Text excerpt ->
--*--

Saturday, July 26, 2008

Frida

Today I went into the city to see the exhibit on Frida Kahlo at the SFMOMA. in 5th grade I was doing a project on Diego Rivera (to this day I don't know how I found him) and discovered his wife, Frida, who was infinitely more interesting. Her paintings had an intensity about them that struck my 10 year old eyes. I loved her paintings long before I ever had my heart broken. Now that I've lived a bit and know what love and loss feel like, I love them even more.

I spent the past 18 years staring at these paintings in books, reading her diary, memorizing the stories behind each of her prints and each chapter in her life. As as young girl she thrived on her fathers attention and affection while her mother was chronically exhausted and overbearing. In her teens, she tested the boundaries of gender roles, joining a nearly all boys revolutionary fraternity and dressing in her father's suits for family photos. A trolley accident in which her body was pierced through with a bar handle, entering her lower back and exiting her vagina, left her unable to bear children and bed-bound for months. Before she was 25 she had married Diego. He was a constant adulterer, sleeping with models, revolutionary's wives and her sister. She, in unending physical and emotional pain, turned to other men (and women) in desperate efforts to self-sooth yet remained devoted to her love her entire life. She wore the glorious styles of the Oaxacan women she had grown up with in rich colors and patterns of flowing skirts and home spun tops, meters and meters of lush scarves and ornate hair updos and ornaments. Her blue house was a menagerie of native Mexican plants and animals...

--*--

Stated problem 1 -> In the blog post about the Frida Kahlo exhibit, which artist was the writer doing a 5th-grade project on when she discovered Frida?
Stated problem 2 -> Carry on the blog post about seeing the Frida Kahlo exhibit, picking up after its last sentence.

Provided data ->
--*--

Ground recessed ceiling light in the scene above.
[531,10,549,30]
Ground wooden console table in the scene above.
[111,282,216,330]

--*--

Output 1 -> Diego Rivera

Output 2 ->
And in this reality she painted. Her constant struggle in love with a man who was "physiologically incapable of commitment" and the bitter war with her "Judas of a body" through the raw and astonishing self portraits as a deer pierced with thorns, a broken column, a murdered wife killed with a "few small nips", a dual personality, bleeding out against her most desperate attempts at survival, her musings in her bath with a view of her scarred right foot and her imagination... her pride, anger and pain as a revolutionary, her devotion to her homeland,her heartbreak at being unable to bear a child.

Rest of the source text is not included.